#### RECORDS PROVIDED
————
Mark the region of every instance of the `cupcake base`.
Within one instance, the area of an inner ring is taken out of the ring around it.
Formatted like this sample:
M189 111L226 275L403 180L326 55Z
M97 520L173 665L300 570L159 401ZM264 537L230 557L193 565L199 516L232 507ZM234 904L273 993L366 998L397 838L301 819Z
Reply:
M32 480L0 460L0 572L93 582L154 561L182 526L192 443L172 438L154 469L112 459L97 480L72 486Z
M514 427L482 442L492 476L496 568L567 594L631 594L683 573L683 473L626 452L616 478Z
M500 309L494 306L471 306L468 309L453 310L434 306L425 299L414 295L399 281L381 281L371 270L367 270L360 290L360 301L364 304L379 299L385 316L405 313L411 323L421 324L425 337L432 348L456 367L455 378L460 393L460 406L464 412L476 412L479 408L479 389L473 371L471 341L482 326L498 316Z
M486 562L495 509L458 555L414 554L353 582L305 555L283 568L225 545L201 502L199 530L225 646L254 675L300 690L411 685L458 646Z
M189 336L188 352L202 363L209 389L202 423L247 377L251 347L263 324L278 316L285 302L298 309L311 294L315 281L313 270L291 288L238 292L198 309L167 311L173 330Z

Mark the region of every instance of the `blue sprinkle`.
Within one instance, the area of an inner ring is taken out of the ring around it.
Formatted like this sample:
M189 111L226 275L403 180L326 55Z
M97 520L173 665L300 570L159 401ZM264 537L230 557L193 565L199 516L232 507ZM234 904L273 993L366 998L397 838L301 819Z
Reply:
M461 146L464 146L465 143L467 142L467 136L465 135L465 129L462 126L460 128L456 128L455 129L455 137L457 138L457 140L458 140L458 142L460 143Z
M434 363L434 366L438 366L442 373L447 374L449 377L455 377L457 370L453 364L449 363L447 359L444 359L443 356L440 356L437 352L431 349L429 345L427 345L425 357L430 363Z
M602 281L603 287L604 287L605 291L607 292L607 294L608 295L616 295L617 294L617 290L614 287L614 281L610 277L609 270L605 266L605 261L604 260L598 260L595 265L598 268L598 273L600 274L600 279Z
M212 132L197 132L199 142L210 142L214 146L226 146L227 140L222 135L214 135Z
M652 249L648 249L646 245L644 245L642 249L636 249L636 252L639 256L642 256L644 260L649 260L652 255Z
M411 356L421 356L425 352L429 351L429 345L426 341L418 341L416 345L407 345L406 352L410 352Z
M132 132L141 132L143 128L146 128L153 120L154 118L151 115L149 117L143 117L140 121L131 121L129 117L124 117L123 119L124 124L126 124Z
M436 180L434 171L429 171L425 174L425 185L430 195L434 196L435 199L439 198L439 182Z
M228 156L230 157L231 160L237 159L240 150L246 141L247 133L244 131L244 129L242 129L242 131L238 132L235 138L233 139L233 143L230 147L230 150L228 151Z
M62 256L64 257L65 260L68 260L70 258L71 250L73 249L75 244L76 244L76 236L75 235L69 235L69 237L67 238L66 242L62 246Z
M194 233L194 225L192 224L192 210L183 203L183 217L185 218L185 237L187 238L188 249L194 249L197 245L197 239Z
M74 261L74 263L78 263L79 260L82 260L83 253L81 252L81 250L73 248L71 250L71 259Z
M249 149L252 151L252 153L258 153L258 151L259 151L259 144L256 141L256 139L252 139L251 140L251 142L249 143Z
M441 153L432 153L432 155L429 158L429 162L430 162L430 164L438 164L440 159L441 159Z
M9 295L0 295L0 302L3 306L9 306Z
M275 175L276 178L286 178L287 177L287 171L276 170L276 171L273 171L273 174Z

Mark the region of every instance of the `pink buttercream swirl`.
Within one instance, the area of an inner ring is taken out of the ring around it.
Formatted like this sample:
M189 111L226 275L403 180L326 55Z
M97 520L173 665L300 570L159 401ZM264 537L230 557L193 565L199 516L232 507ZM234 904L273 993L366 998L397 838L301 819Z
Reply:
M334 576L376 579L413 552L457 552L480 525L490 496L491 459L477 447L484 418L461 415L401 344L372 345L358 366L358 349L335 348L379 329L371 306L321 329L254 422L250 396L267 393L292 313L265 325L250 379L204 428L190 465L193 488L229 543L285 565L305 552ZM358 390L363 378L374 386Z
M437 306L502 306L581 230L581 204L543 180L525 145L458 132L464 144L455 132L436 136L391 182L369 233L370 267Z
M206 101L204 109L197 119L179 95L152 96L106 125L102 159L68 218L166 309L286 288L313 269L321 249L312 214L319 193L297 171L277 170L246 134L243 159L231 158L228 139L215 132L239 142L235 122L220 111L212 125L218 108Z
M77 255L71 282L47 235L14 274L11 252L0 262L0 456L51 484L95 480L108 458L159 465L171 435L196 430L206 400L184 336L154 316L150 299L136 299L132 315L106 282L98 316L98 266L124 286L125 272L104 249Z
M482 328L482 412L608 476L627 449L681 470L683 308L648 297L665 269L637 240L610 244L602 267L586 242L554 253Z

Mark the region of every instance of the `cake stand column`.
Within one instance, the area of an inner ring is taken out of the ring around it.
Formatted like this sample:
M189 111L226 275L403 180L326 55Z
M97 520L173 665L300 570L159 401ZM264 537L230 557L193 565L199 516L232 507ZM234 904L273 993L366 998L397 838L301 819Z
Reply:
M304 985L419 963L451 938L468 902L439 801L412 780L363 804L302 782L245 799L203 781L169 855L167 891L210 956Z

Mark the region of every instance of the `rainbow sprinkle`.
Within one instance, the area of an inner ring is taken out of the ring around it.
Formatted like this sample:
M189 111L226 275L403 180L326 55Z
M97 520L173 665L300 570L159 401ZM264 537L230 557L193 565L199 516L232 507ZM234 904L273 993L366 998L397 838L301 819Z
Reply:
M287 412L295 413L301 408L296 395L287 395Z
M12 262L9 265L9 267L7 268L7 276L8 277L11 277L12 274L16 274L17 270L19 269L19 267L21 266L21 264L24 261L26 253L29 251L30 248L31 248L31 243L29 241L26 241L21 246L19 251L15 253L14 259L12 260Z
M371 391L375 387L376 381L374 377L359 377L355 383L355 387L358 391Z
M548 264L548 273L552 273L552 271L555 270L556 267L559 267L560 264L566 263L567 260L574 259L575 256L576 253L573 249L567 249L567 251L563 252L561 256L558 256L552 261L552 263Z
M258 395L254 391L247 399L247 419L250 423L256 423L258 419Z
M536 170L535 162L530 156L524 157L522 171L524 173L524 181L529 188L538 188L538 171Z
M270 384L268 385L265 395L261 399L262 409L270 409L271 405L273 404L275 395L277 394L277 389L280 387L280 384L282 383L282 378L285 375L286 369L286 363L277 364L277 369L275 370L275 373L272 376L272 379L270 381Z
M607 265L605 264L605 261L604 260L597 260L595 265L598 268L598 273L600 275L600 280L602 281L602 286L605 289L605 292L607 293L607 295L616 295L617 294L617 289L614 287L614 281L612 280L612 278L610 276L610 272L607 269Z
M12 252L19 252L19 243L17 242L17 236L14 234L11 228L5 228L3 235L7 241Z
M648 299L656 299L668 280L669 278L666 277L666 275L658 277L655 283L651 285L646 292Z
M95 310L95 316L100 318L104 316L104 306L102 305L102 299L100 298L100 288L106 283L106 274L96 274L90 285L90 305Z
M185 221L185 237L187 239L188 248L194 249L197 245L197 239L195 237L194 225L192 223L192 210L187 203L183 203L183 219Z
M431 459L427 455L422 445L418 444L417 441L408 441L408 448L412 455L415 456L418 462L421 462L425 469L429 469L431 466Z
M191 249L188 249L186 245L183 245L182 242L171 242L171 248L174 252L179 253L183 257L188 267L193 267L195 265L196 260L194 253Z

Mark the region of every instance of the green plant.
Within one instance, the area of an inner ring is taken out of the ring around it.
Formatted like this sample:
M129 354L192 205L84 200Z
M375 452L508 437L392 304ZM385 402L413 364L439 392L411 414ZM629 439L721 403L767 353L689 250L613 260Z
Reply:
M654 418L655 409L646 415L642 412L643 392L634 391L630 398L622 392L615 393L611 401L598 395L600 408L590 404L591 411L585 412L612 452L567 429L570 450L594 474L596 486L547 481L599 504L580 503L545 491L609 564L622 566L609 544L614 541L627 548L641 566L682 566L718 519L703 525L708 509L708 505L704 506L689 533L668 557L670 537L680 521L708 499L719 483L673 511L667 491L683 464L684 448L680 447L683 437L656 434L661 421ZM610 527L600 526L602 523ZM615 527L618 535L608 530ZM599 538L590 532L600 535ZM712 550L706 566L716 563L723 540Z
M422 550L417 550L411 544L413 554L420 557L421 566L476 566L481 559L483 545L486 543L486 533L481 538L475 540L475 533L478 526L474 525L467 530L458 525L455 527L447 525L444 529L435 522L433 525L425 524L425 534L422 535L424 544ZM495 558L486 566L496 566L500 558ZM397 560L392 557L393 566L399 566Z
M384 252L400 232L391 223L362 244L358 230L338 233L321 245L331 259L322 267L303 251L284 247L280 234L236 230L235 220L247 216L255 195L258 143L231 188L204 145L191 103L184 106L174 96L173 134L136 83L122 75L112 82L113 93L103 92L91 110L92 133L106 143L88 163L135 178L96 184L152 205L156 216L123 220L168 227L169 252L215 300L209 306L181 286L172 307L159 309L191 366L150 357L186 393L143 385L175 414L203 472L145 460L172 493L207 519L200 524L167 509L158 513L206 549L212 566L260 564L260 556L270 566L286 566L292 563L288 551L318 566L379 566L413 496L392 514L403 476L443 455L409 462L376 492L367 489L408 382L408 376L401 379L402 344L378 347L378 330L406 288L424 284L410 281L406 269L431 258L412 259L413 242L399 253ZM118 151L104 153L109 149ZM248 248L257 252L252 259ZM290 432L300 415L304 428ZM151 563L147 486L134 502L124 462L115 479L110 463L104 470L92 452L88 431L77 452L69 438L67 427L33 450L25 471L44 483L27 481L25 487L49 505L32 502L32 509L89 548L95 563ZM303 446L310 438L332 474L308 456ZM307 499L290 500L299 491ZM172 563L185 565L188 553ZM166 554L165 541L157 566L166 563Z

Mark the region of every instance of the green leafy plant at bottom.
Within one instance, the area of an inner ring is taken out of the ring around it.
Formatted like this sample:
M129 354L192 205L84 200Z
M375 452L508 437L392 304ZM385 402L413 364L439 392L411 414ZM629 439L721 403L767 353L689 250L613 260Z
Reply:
————
#### EXERCISE BRIEF
Which lines above include "every"? Show each of them by copying it.

#### ANSWER SECTION
Mark the region of every instance of the `cupcake base`.
Mark the region of every instance of the `blue sprinkle`.
Mark the region of every instance of the `pink buttercream swirl`.
Mark the region of every instance of the `cake stand column`.
Mark the region of every instance of the `rainbow sprinkle`.
Mark the region of every instance of the green plant.
Mark the region of every instance of the green leafy plant at bottom.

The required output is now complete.